Goal of the exercise:
In the passage about the capture of Abu Khattallah, under which article of the United Nations Charter are the measures reported to the Security Council?

Supplied text:
** start **
The investigation also determined that [Abu Khattallah] continued to plan further armed attacks against U.S. persons. The measures we have taken to capture Abu Khattallah in Libya were therefore necessary to prevent such armed attacks, and were taken in accordance with the United States’ inherent right of self-defense. We are therefore reporting these measures to the Security Council in accordance with Article 51 of the United Nations Charter.

Power’s letter obscures far more than it reveals. In fact, the US’s invocation of self-defence raises four very difficult questions:

  • Can a non-state actor launch an “armed attack” that triggers the right of self-defence?
  • If so, must that armed attack be attributable in some fashion to the state whose territory is the object of “self-defensive” force?
  • Do all uses of armed force qualify as an “armed attack” for purposes of Article 51?
  • Does the right of self-defence permit force to be used anticipatorily?

In this post, I want to put aside the first two questions. I have no doubt that a non-state actor can launch an armed attack within the meaning of Article 51, and my views on the “unwilling or unable” test are well-known. It’s worth spending some time, though, on the third and fourth questions.
** end **
Dataset content:
** start **
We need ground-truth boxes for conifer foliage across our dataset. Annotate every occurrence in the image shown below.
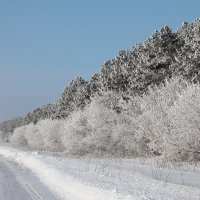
[0,19,200,160]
** end **
Exercise output:
Article 51